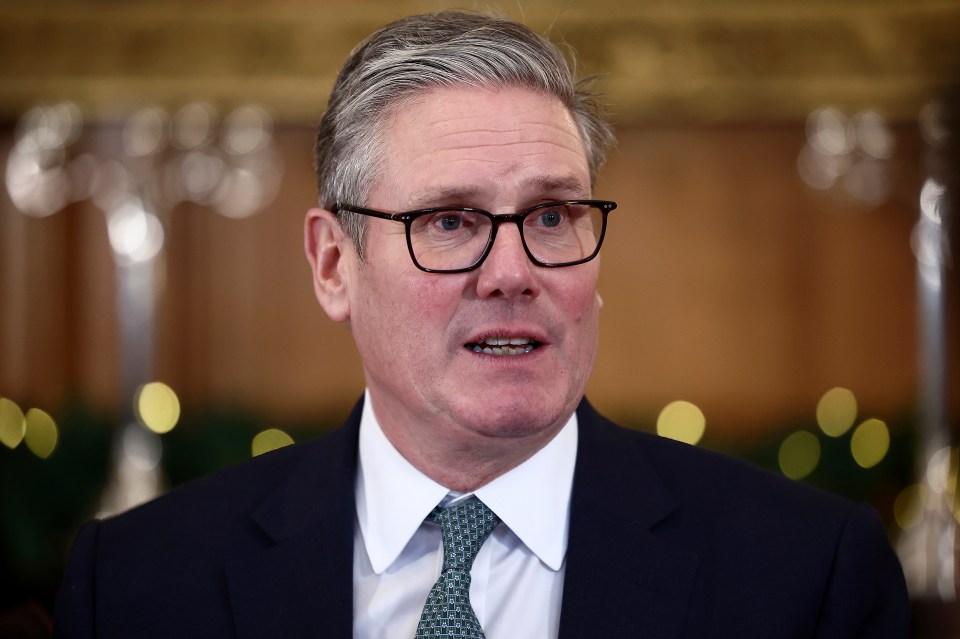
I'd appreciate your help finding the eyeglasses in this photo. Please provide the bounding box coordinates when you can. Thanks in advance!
[335,200,617,273]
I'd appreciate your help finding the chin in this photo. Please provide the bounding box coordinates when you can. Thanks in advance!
[458,394,575,438]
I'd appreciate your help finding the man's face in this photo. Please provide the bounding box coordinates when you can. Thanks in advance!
[334,88,600,460]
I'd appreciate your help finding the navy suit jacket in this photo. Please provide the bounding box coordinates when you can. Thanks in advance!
[55,401,909,639]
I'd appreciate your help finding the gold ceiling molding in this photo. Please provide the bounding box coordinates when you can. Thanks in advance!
[0,0,960,122]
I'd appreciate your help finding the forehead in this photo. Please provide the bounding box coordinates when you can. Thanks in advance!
[374,87,590,208]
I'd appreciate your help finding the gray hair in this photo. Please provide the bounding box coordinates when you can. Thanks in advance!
[314,11,613,259]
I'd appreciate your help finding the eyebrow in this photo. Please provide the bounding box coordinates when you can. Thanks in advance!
[410,176,590,208]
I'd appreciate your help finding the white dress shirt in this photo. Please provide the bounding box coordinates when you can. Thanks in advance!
[353,393,577,639]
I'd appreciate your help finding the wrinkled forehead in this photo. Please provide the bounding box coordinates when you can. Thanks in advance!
[377,86,591,206]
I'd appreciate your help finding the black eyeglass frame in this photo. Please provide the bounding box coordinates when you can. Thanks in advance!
[333,200,617,273]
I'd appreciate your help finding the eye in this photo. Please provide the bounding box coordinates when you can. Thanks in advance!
[536,208,564,228]
[437,214,463,231]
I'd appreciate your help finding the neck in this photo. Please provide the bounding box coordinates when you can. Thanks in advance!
[371,398,569,493]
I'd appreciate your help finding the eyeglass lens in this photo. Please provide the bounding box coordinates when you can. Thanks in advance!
[410,203,603,270]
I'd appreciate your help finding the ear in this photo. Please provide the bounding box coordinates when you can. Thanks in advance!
[303,208,357,322]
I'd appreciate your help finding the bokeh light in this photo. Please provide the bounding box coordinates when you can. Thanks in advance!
[850,419,890,468]
[107,198,164,265]
[817,386,857,437]
[23,408,60,459]
[893,484,926,530]
[250,428,293,457]
[0,397,27,448]
[134,382,180,435]
[777,430,820,479]
[657,400,707,445]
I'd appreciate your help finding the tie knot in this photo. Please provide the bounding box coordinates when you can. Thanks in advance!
[427,497,500,572]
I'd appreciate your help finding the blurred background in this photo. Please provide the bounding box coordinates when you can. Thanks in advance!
[0,0,960,637]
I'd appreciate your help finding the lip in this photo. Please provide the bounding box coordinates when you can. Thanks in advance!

◇ ◇ ◇ ◇ ◇ ◇ ◇

*Exercise*
Only the lines from the one containing "I'd appreciate your help finding the neck" to the end of the data should be printed, exactly as they stand.

*Solved problem*
I'd appreciate your help finding the neck in this photo. Please provide the bounding box coordinates when you can. Thanks in advance!
[371,398,569,493]
I'd appreciate your help finding the eyeglass lens in this photo. Please provide the bounding box coordinates when you can. Thanks in advance!
[410,203,603,270]
I'd appreciate your help finding the ear in this photo. Please provide the bounding box coordinates when you can. Thanks in advance!
[303,208,357,322]
I'd appreciate your help finding the bokeh light in this photo. Please provide the bounding box coordinates when you can. Thanks in advance!
[850,419,890,468]
[107,198,164,265]
[817,386,857,437]
[23,408,60,459]
[893,484,926,530]
[250,428,293,457]
[0,397,27,448]
[134,382,180,435]
[777,430,820,479]
[657,400,707,445]
I'd appreciate your help finding the tie knot in this photo. Please provide the bounding box coordinates when you can. Thanks in advance!
[427,497,500,572]
I'd appreciate your help finding the blurred background in this photo. Please provide the bounding box coordinates when you can. Thanks in advance!
[0,0,960,637]
I'd appreciate your help finding the lip in this photo. Please provide the bounding box coordinates when you can. Thanks in advance!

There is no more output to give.